Text excerpt:
## begin

To prevent this part of your save procedure should always be to check what setlist and what preset location you are saving to before you hit the "OK" button. L6 did a great job of putting that information on the save screen so you can easily see what your target is. Although Silverhead is correct that it takes an explicit action to overwrite a preset there is still always the possibility of user error.  The most likely instance being that you are either not in the list or on the preset that you think you are saving.

 

I actually kind of like the idea of being able to lock a particular preset or even lock an entire set list. This would work well for the strategy I use. I never save tweaks to a factory preset. I actually always copy the factory preset to an alternate "User" list and tweak it there leaving the original preset untouched for future reference or in case I want to modify the factory preset differently and start again from scratch. Additionally, I don't have to worry about my tweaked presets being overwritten when L6 puts out new firmware that tweaks the factory presets, something I endorse them doing as it means the factory presets keep getting better. In my case being able to "lock" the Factory lists so they can't be edited (other than by a firmware upgrade) would work quite elegantly. With that said, this "lock" functionality falls relatively low on my priority list for things I would like to see first on the Helix.

## end

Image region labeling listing
## begin

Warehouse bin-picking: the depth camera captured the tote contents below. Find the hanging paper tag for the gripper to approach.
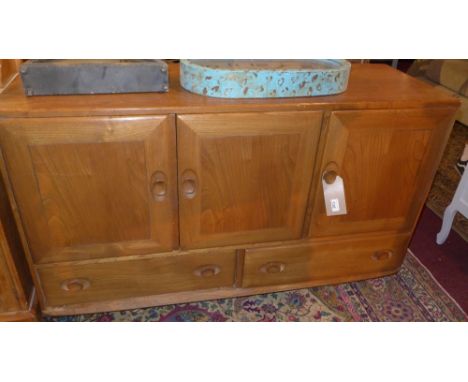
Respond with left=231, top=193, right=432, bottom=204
left=322, top=176, right=347, bottom=216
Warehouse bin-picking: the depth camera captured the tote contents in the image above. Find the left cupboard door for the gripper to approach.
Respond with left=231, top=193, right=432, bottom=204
left=0, top=115, right=178, bottom=263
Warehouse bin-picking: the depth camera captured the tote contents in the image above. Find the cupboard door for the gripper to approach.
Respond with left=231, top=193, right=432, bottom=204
left=0, top=116, right=178, bottom=263
left=177, top=112, right=322, bottom=248
left=310, top=109, right=453, bottom=236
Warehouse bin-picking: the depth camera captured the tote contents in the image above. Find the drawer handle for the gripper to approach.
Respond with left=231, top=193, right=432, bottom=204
left=151, top=171, right=167, bottom=202
left=260, top=262, right=286, bottom=273
left=182, top=170, right=198, bottom=199
left=193, top=264, right=221, bottom=278
left=60, top=279, right=91, bottom=292
left=372, top=251, right=393, bottom=261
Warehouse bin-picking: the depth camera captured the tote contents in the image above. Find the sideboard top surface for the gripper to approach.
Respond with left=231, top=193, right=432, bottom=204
left=0, top=64, right=459, bottom=117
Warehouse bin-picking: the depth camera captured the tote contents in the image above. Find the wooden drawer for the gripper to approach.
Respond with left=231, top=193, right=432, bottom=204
left=36, top=250, right=236, bottom=306
left=242, top=235, right=409, bottom=288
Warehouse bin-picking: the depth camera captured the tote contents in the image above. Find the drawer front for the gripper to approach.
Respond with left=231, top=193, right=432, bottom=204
left=242, top=235, right=409, bottom=288
left=36, top=250, right=236, bottom=306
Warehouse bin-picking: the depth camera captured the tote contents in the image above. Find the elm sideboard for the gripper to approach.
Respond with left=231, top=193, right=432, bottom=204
left=0, top=64, right=458, bottom=315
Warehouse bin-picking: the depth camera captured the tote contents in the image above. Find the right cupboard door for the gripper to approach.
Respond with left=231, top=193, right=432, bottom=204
left=310, top=109, right=453, bottom=237
left=177, top=111, right=322, bottom=248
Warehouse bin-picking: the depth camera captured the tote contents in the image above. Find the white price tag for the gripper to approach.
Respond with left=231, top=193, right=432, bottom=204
left=322, top=176, right=347, bottom=216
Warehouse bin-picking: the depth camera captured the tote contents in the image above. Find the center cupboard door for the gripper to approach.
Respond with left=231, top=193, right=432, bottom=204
left=0, top=116, right=178, bottom=263
left=177, top=112, right=322, bottom=248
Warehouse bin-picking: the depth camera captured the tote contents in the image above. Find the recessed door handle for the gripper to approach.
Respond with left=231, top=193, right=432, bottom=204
left=151, top=171, right=167, bottom=202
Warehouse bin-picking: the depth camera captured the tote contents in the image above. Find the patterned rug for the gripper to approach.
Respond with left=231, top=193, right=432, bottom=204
left=426, top=122, right=468, bottom=241
left=44, top=251, right=468, bottom=322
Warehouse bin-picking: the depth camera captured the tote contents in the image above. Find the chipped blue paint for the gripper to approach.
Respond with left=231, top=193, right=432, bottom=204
left=180, top=60, right=351, bottom=98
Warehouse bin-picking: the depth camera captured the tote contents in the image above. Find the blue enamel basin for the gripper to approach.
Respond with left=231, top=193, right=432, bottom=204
left=180, top=60, right=351, bottom=98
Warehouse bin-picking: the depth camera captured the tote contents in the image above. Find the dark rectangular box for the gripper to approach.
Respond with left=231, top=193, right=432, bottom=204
left=20, top=60, right=169, bottom=96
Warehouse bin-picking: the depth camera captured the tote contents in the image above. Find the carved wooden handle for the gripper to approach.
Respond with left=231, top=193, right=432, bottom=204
left=372, top=250, right=393, bottom=261
left=182, top=170, right=198, bottom=199
left=260, top=261, right=286, bottom=273
left=322, top=162, right=339, bottom=184
left=193, top=264, right=221, bottom=277
left=60, top=278, right=91, bottom=292
left=151, top=171, right=167, bottom=202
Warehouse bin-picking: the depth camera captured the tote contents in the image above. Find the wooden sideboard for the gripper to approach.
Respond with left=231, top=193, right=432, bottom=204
left=0, top=64, right=458, bottom=315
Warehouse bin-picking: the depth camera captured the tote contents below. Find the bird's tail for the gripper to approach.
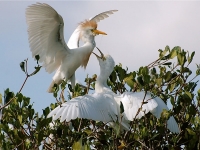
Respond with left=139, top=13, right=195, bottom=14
left=47, top=81, right=55, bottom=93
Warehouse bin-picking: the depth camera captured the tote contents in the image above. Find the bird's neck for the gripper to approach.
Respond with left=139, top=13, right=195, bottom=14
left=95, top=72, right=111, bottom=93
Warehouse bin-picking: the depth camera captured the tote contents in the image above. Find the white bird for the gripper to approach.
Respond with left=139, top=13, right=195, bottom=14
left=48, top=49, right=180, bottom=133
left=26, top=3, right=117, bottom=92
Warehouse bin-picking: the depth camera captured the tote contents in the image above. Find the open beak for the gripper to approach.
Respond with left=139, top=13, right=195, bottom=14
left=93, top=29, right=107, bottom=35
left=92, top=47, right=106, bottom=60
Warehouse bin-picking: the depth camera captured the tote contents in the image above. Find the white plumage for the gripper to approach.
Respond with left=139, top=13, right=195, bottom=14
left=48, top=50, right=179, bottom=133
left=26, top=3, right=116, bottom=92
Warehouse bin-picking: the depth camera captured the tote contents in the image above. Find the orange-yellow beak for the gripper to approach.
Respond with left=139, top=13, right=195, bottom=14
left=93, top=29, right=107, bottom=35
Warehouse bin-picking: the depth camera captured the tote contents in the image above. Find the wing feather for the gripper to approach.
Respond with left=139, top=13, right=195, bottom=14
left=26, top=3, right=70, bottom=73
left=121, top=92, right=180, bottom=133
left=90, top=10, right=118, bottom=22
left=67, top=10, right=118, bottom=49
left=48, top=93, right=118, bottom=122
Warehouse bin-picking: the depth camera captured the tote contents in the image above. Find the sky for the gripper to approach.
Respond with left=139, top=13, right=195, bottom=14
left=0, top=1, right=200, bottom=112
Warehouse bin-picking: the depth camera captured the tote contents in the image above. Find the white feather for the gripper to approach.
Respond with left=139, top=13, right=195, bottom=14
left=26, top=3, right=117, bottom=92
left=48, top=50, right=180, bottom=133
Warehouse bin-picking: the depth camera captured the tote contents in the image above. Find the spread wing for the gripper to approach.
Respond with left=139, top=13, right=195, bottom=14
left=67, top=10, right=118, bottom=49
left=90, top=10, right=118, bottom=22
left=48, top=93, right=118, bottom=122
left=26, top=3, right=70, bottom=73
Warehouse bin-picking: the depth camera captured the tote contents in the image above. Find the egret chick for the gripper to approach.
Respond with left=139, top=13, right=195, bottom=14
left=26, top=3, right=117, bottom=93
left=48, top=48, right=179, bottom=133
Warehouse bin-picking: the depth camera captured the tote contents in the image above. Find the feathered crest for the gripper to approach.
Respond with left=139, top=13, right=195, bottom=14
left=79, top=20, right=97, bottom=29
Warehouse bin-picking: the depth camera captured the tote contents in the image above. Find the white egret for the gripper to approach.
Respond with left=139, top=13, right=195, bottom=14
left=26, top=3, right=117, bottom=92
left=48, top=48, right=179, bottom=133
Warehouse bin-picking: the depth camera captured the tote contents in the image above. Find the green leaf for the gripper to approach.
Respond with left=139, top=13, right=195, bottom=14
left=72, top=137, right=83, bottom=150
left=186, top=128, right=196, bottom=135
left=35, top=55, right=40, bottom=61
left=16, top=93, right=23, bottom=103
left=0, top=94, right=3, bottom=104
left=170, top=96, right=175, bottom=106
left=163, top=62, right=172, bottom=66
left=143, top=75, right=151, bottom=84
left=177, top=53, right=185, bottom=66
left=17, top=115, right=22, bottom=124
left=169, top=83, right=176, bottom=92
left=170, top=49, right=177, bottom=59
left=109, top=71, right=117, bottom=82
left=155, top=78, right=162, bottom=87
left=188, top=52, right=195, bottom=64
left=19, top=62, right=25, bottom=72
left=185, top=91, right=193, bottom=100
left=161, top=109, right=170, bottom=119
left=83, top=129, right=93, bottom=135
left=124, top=74, right=134, bottom=88
left=120, top=101, right=124, bottom=114
left=137, top=76, right=144, bottom=86
left=142, top=66, right=149, bottom=75
left=164, top=71, right=172, bottom=82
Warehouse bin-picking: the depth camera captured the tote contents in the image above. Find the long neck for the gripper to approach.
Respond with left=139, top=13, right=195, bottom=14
left=95, top=67, right=111, bottom=93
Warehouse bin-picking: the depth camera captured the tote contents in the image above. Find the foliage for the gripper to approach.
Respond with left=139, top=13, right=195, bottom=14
left=0, top=46, right=200, bottom=150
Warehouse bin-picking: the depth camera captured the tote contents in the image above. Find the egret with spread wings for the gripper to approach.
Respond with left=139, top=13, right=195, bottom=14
left=48, top=48, right=179, bottom=133
left=26, top=3, right=117, bottom=92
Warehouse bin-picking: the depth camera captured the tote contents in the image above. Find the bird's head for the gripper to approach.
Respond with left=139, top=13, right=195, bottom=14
left=92, top=47, right=115, bottom=73
left=79, top=20, right=107, bottom=41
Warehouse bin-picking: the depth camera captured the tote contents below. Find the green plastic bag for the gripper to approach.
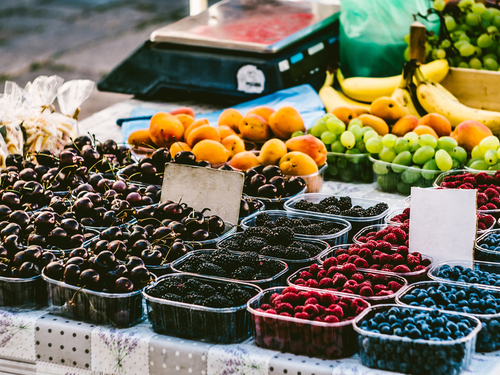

## end

The request:
Could you sum up the text on saving presets in two sentences? The listing can be left aside here.

Answer below:
To guard against user error, the writer advises checking which setlist and preset location the save screen shows before pressing "OK," since the most likely mistake is not being in the list or on the preset one thinks. The writer likes the idea of locking a preset or an entire setlist, which would suit a habit of copying factory presets to a "User" list before tweaking them, but ranks this feature relatively low among the things they would like to see on the Helix.